(Stored items from a collection)
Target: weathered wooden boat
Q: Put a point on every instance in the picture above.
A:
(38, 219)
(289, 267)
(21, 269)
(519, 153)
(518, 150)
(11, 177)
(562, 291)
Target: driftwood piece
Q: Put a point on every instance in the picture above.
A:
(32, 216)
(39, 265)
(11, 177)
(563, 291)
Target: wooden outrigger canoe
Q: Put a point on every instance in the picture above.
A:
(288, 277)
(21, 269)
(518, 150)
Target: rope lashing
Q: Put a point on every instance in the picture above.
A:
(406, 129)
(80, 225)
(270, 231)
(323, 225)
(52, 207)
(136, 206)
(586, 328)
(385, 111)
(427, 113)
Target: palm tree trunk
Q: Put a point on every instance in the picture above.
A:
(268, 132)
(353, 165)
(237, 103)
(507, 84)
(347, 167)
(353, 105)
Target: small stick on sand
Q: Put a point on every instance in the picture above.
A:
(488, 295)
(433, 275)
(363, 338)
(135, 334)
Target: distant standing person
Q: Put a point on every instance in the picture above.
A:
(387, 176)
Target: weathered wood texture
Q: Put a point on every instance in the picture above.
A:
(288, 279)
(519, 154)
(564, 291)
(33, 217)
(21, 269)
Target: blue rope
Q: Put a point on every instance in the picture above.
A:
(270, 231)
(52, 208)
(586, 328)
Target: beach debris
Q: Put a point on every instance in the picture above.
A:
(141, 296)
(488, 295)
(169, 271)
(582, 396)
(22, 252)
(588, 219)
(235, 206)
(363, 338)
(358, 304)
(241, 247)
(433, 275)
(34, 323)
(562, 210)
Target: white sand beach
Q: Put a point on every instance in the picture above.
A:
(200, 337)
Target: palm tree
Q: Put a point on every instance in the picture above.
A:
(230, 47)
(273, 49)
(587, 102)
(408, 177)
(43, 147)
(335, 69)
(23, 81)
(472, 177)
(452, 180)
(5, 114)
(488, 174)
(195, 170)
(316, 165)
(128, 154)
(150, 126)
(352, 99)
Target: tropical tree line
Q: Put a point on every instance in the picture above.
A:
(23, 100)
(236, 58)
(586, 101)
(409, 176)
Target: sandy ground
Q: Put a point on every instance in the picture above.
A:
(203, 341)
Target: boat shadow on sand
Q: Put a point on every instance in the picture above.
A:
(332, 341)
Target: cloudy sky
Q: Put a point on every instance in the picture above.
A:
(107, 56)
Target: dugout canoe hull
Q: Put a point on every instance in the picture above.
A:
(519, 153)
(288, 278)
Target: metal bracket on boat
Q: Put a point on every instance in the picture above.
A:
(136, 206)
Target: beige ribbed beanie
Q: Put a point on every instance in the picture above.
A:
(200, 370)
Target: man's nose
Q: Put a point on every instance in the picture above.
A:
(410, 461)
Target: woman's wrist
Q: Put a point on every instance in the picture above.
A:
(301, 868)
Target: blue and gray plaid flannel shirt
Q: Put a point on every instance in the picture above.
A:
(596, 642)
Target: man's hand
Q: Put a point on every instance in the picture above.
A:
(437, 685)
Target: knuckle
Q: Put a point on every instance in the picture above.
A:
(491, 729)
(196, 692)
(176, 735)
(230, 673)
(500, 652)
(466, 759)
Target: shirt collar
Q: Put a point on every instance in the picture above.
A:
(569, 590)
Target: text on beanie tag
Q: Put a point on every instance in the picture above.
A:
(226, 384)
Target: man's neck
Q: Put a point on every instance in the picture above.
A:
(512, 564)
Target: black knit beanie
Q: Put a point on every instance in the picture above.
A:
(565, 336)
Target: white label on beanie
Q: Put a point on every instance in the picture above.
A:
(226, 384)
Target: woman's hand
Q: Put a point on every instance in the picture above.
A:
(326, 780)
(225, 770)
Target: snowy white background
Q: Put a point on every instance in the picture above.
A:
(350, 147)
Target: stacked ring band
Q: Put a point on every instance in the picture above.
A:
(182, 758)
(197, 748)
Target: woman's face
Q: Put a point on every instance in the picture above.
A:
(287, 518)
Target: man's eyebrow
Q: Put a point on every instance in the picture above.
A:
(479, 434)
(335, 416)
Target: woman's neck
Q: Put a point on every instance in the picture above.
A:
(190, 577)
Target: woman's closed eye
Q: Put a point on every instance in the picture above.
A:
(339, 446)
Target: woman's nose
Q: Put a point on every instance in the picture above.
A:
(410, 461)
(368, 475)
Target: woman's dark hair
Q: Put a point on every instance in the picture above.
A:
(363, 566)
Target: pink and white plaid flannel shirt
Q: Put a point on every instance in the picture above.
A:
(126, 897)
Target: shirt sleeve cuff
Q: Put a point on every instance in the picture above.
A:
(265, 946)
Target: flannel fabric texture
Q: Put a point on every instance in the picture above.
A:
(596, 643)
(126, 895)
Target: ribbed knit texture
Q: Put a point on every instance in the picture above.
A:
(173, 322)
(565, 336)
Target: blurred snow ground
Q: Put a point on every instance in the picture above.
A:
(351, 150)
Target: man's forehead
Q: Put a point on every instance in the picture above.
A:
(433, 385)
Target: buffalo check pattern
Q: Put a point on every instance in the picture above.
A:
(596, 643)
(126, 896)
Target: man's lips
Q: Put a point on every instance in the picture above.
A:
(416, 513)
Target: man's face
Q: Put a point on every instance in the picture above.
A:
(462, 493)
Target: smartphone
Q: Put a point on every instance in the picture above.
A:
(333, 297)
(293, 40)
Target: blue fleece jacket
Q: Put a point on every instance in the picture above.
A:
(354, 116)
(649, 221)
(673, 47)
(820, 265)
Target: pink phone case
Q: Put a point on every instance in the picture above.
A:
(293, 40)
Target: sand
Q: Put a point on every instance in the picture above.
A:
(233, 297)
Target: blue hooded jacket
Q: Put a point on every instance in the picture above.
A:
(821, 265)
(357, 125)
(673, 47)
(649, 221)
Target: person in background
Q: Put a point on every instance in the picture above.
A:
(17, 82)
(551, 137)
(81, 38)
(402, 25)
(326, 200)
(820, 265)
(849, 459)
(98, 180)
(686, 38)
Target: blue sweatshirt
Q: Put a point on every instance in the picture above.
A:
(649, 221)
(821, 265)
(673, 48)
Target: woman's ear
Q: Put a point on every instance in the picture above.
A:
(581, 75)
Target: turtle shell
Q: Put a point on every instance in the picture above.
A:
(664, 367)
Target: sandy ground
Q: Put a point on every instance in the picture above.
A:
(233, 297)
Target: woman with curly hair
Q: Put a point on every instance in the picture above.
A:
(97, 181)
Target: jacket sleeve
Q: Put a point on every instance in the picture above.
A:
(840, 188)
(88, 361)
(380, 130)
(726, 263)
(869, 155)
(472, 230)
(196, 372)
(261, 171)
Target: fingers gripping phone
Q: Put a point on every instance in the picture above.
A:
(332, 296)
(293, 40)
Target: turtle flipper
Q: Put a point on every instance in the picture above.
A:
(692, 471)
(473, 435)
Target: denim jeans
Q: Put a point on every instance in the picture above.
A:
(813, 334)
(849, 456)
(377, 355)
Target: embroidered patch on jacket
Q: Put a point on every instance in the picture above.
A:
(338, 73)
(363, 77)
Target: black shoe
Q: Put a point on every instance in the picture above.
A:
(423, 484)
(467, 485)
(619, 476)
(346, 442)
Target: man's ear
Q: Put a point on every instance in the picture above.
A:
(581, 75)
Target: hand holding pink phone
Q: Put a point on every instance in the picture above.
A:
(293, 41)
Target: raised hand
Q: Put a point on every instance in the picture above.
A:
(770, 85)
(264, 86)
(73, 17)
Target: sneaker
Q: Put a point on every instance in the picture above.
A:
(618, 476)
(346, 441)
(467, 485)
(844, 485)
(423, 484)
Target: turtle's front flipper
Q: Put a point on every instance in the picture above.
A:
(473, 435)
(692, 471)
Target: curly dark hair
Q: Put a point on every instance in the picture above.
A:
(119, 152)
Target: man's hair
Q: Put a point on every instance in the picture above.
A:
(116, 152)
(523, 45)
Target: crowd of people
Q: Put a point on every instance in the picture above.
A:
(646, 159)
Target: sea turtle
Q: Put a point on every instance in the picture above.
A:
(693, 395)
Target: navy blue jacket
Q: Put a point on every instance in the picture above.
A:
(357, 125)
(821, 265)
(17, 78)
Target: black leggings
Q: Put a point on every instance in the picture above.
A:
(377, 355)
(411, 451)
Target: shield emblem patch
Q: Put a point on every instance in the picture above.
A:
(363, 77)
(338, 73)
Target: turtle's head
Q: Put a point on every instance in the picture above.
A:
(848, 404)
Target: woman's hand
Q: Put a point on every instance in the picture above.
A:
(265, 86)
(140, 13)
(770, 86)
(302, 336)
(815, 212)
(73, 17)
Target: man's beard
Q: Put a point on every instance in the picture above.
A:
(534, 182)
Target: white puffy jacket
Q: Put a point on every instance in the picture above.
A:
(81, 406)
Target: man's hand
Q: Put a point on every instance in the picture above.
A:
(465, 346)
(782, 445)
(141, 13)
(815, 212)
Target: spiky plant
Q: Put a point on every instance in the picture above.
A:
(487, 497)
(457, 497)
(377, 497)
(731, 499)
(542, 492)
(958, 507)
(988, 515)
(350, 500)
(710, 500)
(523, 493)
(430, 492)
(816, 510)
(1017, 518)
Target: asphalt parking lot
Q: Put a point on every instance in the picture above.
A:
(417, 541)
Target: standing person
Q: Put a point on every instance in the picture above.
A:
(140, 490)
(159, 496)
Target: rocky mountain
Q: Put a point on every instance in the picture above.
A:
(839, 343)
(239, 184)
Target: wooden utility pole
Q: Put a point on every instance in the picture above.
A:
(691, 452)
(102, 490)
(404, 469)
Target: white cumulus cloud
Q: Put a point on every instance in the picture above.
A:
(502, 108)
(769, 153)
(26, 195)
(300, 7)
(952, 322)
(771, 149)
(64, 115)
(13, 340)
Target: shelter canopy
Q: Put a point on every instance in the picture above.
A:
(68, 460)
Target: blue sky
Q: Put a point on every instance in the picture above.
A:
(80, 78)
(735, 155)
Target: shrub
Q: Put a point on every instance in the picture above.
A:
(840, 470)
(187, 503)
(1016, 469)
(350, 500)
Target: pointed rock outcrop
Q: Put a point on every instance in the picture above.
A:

> Your task
Going through the data above, state how many lines include the word "dark"; only that number is needed.

> Final answer
2